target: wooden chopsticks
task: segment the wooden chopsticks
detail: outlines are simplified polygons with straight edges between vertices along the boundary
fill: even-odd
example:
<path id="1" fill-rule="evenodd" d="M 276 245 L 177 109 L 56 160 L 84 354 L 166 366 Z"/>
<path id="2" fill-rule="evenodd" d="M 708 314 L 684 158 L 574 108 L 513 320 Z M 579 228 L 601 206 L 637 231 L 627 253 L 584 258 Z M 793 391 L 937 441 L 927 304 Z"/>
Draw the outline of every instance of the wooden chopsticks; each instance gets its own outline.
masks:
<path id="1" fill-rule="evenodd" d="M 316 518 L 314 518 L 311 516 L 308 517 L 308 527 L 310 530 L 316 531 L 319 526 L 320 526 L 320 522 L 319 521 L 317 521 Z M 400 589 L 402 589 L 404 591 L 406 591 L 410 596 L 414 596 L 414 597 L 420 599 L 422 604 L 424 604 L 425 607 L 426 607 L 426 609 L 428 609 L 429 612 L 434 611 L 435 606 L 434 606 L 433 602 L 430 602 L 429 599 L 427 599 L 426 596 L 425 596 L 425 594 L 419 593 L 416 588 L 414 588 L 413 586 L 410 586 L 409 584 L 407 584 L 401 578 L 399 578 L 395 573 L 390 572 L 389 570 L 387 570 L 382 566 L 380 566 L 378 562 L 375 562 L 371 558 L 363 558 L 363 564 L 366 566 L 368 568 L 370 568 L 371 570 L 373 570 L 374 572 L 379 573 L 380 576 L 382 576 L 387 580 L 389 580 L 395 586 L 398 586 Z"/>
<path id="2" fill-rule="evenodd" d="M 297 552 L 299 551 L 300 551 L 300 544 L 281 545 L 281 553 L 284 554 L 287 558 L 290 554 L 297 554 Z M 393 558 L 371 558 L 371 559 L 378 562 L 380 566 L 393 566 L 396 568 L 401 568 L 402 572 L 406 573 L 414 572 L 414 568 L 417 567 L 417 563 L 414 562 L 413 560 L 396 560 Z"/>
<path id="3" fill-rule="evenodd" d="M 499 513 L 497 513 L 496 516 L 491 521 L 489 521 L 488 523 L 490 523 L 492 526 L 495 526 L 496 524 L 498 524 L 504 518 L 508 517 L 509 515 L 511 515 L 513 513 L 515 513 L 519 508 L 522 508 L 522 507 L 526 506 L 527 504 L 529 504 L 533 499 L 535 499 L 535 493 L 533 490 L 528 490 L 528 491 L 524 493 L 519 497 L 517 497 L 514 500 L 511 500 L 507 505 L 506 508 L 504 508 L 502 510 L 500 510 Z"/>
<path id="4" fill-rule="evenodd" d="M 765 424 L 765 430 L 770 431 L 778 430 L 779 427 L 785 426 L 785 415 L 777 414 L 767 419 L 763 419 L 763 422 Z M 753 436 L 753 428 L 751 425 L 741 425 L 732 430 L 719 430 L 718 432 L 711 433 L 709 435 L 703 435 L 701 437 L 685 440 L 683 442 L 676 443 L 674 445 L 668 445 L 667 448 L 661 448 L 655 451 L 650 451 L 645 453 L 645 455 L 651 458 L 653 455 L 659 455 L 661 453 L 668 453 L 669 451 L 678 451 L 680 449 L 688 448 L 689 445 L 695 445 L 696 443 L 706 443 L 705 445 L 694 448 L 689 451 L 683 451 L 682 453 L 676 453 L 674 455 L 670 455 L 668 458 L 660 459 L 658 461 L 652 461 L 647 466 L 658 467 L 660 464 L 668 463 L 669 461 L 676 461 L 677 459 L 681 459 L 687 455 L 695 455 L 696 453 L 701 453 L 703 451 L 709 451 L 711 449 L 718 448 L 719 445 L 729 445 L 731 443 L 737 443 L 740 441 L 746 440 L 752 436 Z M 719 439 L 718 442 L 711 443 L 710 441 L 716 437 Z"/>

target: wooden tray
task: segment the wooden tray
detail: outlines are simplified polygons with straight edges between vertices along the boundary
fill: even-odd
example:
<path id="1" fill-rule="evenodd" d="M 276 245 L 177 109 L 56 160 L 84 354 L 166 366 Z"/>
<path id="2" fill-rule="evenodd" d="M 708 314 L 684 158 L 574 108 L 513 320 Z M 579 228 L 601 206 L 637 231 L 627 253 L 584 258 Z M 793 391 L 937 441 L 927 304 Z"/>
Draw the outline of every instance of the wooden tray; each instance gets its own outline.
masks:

▶ [EXERCISE DIRECTIONS]
Restate the data above word for word.

▶ [THE ANSWER]
target: wooden chopsticks
task: segment the wooden chopsticks
detail: outlines are simplified polygons with straight edges between vertices along the boundary
fill: even-odd
example:
<path id="1" fill-rule="evenodd" d="M 276 245 L 177 109 L 56 160 L 84 354 L 166 366 Z"/>
<path id="2" fill-rule="evenodd" d="M 708 314 L 684 158 L 574 108 L 513 320 Z M 579 228 L 601 206 L 637 231 L 627 253 L 584 258 Z M 793 391 L 937 441 L 927 304 Z"/>
Draw the outline of every instance of the wooden chopsticks; each instance gets its own outline.
masks:
<path id="1" fill-rule="evenodd" d="M 316 518 L 314 518 L 311 516 L 308 517 L 308 527 L 310 530 L 316 531 L 319 526 L 320 526 L 320 522 L 319 521 L 317 521 Z M 400 589 L 402 589 L 404 591 L 406 591 L 410 596 L 414 596 L 414 597 L 420 599 L 422 604 L 424 604 L 425 607 L 426 607 L 426 609 L 428 609 L 429 612 L 434 611 L 435 606 L 434 606 L 433 602 L 430 602 L 429 599 L 427 599 L 426 596 L 425 596 L 425 594 L 419 593 L 416 588 L 414 588 L 413 586 L 410 586 L 409 584 L 407 584 L 401 578 L 399 578 L 395 573 L 390 572 L 389 570 L 387 570 L 382 566 L 380 566 L 378 562 L 375 562 L 371 558 L 363 558 L 363 564 L 366 566 L 368 568 L 370 568 L 371 570 L 373 570 L 374 572 L 379 573 L 380 576 L 382 576 L 387 580 L 389 580 L 395 586 L 398 586 Z"/>
<path id="2" fill-rule="evenodd" d="M 297 552 L 299 551 L 300 551 L 300 544 L 281 545 L 281 553 L 284 554 L 287 558 L 290 554 L 297 554 Z M 393 558 L 371 558 L 371 559 L 378 562 L 380 566 L 393 566 L 396 568 L 401 568 L 402 572 L 406 573 L 414 572 L 414 568 L 417 567 L 417 563 L 414 562 L 413 560 L 396 560 Z"/>
<path id="3" fill-rule="evenodd" d="M 499 513 L 497 513 L 496 516 L 491 521 L 489 521 L 488 523 L 490 523 L 492 526 L 495 526 L 496 524 L 498 524 L 504 518 L 508 517 L 509 515 L 511 515 L 513 513 L 515 513 L 519 508 L 522 508 L 522 507 L 526 506 L 527 504 L 529 504 L 533 499 L 535 499 L 535 493 L 533 490 L 528 490 L 528 491 L 524 493 L 519 497 L 517 497 L 514 500 L 511 500 L 507 505 L 506 508 L 504 508 L 502 510 L 500 510 Z"/>
<path id="4" fill-rule="evenodd" d="M 765 424 L 765 430 L 770 431 L 778 430 L 779 427 L 785 426 L 785 415 L 777 414 L 767 419 L 763 419 L 763 422 Z M 753 436 L 753 428 L 751 425 L 741 425 L 732 430 L 719 430 L 718 432 L 711 433 L 709 435 L 703 435 L 701 437 L 685 440 L 683 442 L 676 443 L 674 445 L 668 445 L 667 448 L 661 448 L 655 451 L 650 451 L 645 453 L 645 455 L 651 458 L 653 455 L 659 455 L 661 453 L 668 453 L 669 451 L 678 451 L 680 449 L 688 448 L 689 445 L 695 445 L 696 443 L 706 443 L 705 445 L 694 448 L 689 451 L 683 451 L 682 453 L 676 453 L 674 455 L 670 455 L 668 458 L 660 459 L 658 461 L 652 461 L 647 466 L 658 467 L 660 464 L 668 463 L 669 461 L 676 461 L 677 459 L 681 459 L 687 455 L 695 455 L 696 453 L 701 453 L 703 451 L 709 451 L 711 449 L 718 448 L 719 445 L 729 445 L 731 443 L 737 443 L 740 441 L 746 440 L 752 436 Z M 719 439 L 718 442 L 711 443 L 710 441 L 716 437 Z"/>

target: wooden tray
task: segment the wooden tray
detail: outlines are simplified polygons with straight edges between vertices along the boundary
fill: even-odd
example:
<path id="1" fill-rule="evenodd" d="M 276 245 L 177 109 L 56 160 L 84 354 L 166 366 Z"/>
<path id="2" fill-rule="evenodd" d="M 708 314 L 684 158 L 574 108 L 513 320 Z M 579 228 L 601 206 L 637 231 L 627 253 L 584 258 Z M 793 391 L 937 441 L 927 304 Z"/>
Draw the outline of every instance of the wooden tray; each instance gets its own outline.
masks:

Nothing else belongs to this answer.